• EXCERPT:
··········
Chiton ('Hush', plate 28 from the series Los Caprichos)

 
Artist

Francisco Goya

  1746 - 1828 (biography)
Year
1799 (printed ca. 1878 
Technique
etching, aquatint and burin 
Image Size
8 1/2 x 6" platemark 
Signature
unsigned, as usual 
Edition Size
probably the 4th of 12 separate editions, edition of 65 
Annotations
titled in plate, below image 
Reference
Harris 63, Lefort & Hoffmann 28, Beruete Y Moret 48, Loga 694, Mayer II.28, Delteil 65 
Paper
heavyweight, absorbant, antique-white wove 
State
iv/xii 
Publisher
Calcografia for the Real Academia 
Inventory ID
21305 
Price
$1,500.00 
Description

In Spanish 'Chiton' is the generic word for mussels (oysters, clams, etc.), and it is used, generally, with an exclamation mark, to mean 'Not a word' or 'Hush'. Goya's comment about this image reads: "An excellent mother to trust with a confidential commission". There is a crayon drawing for this image in the Prado.

This is plate 28 of 'Los Caprichos', a series of 80 etchings and aquatints that Goya created in 1797 and 1798 and were printed after his death in twelve editions between 1799 and 1937. Impressions will vary in printing quality from edition to edition, not necessarily chronologically.

The University of Glasgow comments on the Caprichos: "They are a bizarre, absorbing and sometimes disturbing series of eighty etchings and aquatints depicting a wide variety of subjects including the clergy, prostitutes and witches. The images are a blend of two techniques: etching and aquatint. In particular Goya's use of the aquatint process, lending the images stark contrast between dark and light, provides a distinctly mysterious and dark quality to the work.

The title, Los Caprichos, suggests invention and fantasy. Variants of the word "Caprice" have been used by many artists from classical antiquity right through to the humanist renaissance in Fifteenth Century Italy. Goya's use of the term is a nod to the followers of this tradition: Botticelli and Dürer and the later Tiepolo and Piranesi. It denotes the promotion of the artist's imagination over reality; invention over mere representation.

However, arguably Goya uses this trope in a very new way. Where previous caprices had been fantastic and escapist, Goya's Los Caprichos were different, as David Rosand points out: 'Goya turned the inventive powers of the artist back upon his audience with indicting moral force. Pressing the limits of poetic license, he effectively annulled the contract between artist and society that had sustained the development of the capriccio.'

Whereas today many people are perfectly happy to believe or accept that art can exist for art's sake, arguably, Goya believed that art should ultimately make a difference. He uses his position as illustrado to lampoon, satirize and pillory various institutions, practices and commonly held beliefs."
··········
• TASK OBJECTIVE: According to the listing for Goya's "Chiton," what gives the Caprichos their mysterious and dark quality? Answer in one to three sentences.

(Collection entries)
··········
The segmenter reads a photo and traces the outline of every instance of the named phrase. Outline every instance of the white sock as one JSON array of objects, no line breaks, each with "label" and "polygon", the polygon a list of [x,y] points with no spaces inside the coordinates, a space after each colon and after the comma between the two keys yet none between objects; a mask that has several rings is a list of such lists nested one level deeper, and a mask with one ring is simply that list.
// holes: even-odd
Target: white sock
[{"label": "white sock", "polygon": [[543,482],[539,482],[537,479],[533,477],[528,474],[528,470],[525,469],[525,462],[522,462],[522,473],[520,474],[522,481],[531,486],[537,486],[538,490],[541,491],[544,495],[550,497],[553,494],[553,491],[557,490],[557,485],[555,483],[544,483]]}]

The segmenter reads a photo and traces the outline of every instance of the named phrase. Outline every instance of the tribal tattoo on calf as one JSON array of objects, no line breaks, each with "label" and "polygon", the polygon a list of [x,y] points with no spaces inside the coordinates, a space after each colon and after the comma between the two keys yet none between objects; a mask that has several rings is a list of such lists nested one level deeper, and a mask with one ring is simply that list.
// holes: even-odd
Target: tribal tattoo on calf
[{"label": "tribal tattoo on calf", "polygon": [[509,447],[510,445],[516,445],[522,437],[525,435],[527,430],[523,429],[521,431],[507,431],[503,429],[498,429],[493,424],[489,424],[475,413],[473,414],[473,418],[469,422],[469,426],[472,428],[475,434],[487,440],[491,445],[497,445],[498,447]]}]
··········
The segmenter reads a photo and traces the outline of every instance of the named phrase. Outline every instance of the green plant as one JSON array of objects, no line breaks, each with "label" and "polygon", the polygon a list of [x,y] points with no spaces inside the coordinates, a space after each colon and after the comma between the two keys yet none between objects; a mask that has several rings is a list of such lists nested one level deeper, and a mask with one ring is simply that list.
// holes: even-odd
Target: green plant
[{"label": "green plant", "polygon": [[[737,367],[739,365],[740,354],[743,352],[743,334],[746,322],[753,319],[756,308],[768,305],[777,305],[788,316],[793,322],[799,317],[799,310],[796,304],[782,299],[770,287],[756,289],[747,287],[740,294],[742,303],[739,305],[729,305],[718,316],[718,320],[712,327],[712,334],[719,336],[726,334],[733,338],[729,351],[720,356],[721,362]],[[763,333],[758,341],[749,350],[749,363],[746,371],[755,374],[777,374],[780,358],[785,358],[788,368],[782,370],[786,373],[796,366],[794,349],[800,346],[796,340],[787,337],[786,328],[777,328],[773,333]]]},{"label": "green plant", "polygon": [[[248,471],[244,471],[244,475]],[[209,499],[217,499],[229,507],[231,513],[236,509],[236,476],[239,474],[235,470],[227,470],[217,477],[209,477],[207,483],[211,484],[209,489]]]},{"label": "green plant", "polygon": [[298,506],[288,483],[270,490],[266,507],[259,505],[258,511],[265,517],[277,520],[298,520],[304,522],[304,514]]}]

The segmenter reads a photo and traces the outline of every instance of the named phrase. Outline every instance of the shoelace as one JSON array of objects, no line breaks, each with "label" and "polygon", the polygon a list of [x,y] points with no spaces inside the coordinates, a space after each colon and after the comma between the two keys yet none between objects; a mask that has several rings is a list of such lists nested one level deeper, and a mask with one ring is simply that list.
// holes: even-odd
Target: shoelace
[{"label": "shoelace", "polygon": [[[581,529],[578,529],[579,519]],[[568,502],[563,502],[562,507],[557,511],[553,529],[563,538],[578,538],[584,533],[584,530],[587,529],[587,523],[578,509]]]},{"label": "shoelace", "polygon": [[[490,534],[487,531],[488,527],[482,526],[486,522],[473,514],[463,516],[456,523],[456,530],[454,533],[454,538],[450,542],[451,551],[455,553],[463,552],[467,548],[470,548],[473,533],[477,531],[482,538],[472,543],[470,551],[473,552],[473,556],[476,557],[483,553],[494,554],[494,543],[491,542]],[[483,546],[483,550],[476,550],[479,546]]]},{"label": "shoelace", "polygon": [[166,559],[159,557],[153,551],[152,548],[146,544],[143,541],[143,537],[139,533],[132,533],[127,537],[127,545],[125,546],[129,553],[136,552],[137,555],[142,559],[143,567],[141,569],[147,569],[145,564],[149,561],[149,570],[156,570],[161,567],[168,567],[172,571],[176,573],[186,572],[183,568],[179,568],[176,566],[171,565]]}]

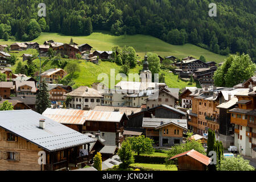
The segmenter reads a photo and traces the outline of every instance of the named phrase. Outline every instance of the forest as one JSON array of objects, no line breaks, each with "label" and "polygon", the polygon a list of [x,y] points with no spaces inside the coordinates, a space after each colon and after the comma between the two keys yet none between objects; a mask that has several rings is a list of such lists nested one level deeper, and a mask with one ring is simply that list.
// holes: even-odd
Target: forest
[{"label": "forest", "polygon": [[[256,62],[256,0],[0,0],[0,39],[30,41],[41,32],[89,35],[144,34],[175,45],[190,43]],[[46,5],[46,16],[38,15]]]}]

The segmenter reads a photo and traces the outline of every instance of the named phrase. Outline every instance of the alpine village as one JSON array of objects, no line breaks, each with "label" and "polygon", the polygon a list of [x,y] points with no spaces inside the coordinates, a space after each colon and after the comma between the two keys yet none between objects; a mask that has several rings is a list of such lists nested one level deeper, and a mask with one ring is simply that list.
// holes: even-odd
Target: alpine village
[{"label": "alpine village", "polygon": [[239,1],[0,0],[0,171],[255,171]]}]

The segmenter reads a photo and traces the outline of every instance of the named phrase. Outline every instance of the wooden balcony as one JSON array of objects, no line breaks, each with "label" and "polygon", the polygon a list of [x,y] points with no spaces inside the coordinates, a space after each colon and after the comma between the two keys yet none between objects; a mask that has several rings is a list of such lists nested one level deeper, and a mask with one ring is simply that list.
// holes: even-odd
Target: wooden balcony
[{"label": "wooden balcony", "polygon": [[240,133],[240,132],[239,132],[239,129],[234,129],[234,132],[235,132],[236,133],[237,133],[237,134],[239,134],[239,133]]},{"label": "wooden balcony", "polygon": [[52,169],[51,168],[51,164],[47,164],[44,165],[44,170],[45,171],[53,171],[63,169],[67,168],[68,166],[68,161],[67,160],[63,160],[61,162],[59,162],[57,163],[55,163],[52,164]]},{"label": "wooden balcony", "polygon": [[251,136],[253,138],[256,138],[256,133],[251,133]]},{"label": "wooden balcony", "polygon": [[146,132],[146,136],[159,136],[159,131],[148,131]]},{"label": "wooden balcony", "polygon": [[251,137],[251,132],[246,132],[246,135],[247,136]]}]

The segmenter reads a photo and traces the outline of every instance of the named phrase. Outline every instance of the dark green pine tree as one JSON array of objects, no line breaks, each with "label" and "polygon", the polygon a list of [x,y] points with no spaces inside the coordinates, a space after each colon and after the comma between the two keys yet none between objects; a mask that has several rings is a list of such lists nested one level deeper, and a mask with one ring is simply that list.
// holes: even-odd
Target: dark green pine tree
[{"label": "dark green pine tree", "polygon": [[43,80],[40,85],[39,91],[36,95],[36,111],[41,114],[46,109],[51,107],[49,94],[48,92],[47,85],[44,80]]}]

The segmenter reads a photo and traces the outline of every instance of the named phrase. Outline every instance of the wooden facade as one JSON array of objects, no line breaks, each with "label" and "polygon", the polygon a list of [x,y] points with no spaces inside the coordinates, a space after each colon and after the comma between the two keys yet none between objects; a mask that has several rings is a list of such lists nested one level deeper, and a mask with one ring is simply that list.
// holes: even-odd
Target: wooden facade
··········
• WORKED SOLUTION: Goya's use of the aquatint process gives the images a stark contrast between dark and light. That contrast gives the series its distinctly mysterious and dark quality.